- [Text passage]
Aired October 28, 2019 - 06:30   ET




ALISYN CAMEROTA, CNN ANCHOR: President Trump's former deputy national security adviser, Charles Kupperman, is scheduled to testify in just a few hours on Capitol Hill. But it's unclear if that deposition will happen now that Kupperman has asked a federal judge to determine whether he must testify. Kupperman's testimony is key because he listened in on that July 25th phone call between President Trump and Ukraine president.

Back with us now, Margaret Talev. Also joining us, CNN political commentator Joe Lockhart.

So, Margaret, this -- the -- the Kupperman issue is complicated because he's getting diametrically different orders, one from the congressional committees that want to hear from him that have issued a subpoena, and one from the White House that says that they don't want him to talk. So, now what?

MARGARET TALEV, CNN POLITICAL ANALYST: Right. Well, I reached out to Mr. Kupperman's attorney last night and this morning and haven't heard back yet definitively. So I think it is -- yet remains to be seen. But the legal -- the -- well, the response last week certainly suggests that he is not going to come and answer questions until a court has weighed in.

- [Goal 1]
Reproduce the records word for word, starting at the line containing "Could you please tag every instance of the hillside" and continuing through the final line of the records, with both ends included.

- [Material for this task]
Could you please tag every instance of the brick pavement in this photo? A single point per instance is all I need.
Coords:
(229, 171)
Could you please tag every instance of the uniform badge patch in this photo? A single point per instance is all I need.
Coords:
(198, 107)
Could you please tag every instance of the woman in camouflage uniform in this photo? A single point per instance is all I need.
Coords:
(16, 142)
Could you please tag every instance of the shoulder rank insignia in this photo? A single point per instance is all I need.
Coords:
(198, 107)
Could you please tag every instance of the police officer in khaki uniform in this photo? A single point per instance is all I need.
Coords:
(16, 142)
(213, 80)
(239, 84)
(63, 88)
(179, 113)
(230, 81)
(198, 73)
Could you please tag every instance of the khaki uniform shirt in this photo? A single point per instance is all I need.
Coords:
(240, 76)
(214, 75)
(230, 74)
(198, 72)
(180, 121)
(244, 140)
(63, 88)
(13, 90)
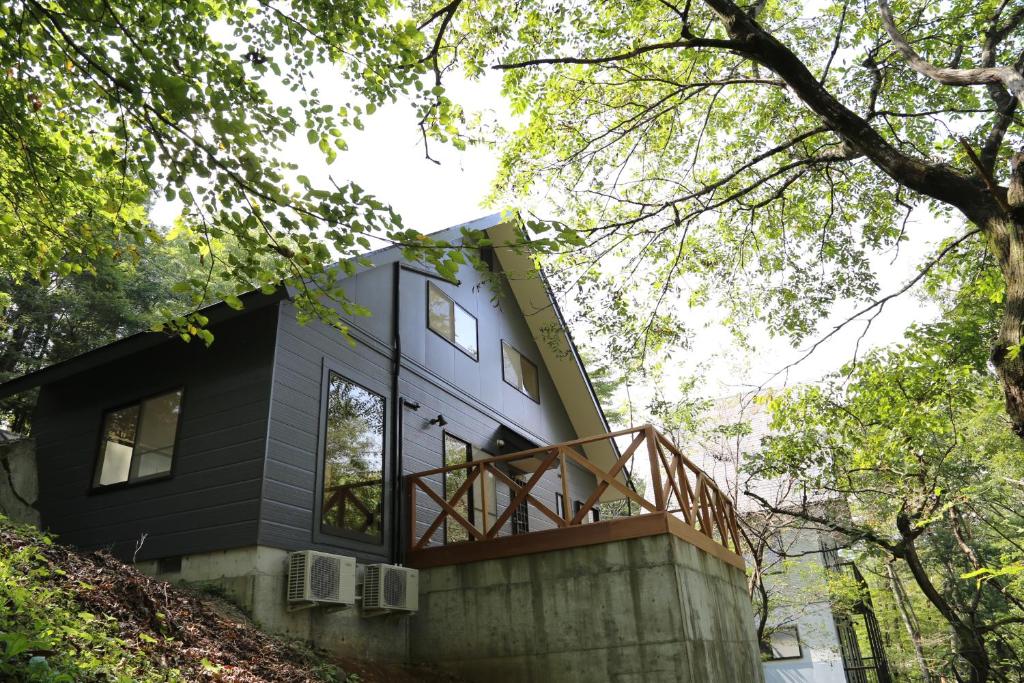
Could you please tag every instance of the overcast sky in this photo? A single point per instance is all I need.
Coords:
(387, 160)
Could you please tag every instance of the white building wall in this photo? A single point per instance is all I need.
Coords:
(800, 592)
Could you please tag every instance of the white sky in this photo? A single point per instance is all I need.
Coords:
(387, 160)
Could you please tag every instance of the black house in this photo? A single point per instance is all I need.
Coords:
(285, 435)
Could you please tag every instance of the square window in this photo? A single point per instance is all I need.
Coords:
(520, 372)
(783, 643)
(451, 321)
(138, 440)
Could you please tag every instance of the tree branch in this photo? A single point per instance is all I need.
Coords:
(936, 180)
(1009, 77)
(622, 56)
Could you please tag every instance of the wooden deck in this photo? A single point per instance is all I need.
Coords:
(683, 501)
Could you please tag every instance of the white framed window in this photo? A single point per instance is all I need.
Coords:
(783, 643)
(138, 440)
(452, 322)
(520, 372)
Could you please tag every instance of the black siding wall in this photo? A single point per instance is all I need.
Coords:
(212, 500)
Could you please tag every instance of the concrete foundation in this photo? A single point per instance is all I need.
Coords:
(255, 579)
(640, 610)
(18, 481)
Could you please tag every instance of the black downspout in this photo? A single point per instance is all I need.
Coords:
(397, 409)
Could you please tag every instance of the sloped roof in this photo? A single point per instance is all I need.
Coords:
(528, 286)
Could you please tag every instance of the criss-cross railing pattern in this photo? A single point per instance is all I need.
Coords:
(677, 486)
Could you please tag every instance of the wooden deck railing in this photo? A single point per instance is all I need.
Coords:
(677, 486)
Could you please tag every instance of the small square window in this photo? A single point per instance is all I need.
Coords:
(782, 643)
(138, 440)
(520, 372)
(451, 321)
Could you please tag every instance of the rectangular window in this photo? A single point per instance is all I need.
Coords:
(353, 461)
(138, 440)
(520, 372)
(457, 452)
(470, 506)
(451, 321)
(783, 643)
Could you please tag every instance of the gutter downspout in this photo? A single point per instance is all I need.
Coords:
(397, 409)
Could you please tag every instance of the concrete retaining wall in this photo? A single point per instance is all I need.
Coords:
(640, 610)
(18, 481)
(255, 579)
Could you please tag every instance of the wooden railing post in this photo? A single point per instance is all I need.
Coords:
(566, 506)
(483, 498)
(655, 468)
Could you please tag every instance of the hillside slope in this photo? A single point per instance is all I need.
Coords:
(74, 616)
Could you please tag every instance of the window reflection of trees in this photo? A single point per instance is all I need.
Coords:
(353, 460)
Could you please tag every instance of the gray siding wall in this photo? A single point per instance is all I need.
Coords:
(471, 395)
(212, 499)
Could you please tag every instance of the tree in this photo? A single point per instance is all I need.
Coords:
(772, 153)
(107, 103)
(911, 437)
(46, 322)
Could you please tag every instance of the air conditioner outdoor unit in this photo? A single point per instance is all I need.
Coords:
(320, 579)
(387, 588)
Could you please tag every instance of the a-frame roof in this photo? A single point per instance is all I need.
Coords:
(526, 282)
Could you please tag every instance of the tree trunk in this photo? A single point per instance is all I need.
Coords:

- [Goal 2]
Name every person identified by name in the news transcript.

- [Task result 1]
Could you please tag every instance of the hillside slope in this photo? A single point per instance is all I need.
Coords:
(74, 616)
Could you please tag every instance of the window reflection of trees in this photo? A single point per instance is all I need.
Coords:
(353, 460)
Could you please tag every instance of the gray siding wall in this photo? A single point per instance is all I need.
Coords:
(471, 395)
(212, 499)
Could you please tag every instance of the tree in this photo? A single point per instance is all I need.
Coords:
(772, 153)
(107, 103)
(911, 437)
(46, 322)
Could you please tag every instance of the air conditioner outdoor unit in this photo? A single point per instance is all I need.
Coords:
(320, 579)
(387, 588)
Could you please tag every instance of the a-frame roof in this photo? A single point per instance is all I need.
Coords:
(526, 282)
Could you please tag every instance of the tree trunk in this photo? A single point per instance is all I need.
Coords:

- [Task result 2]
Alisyn Camerota
President Trump
Charles Kupperman
Margaret Talev
Joe Lockhart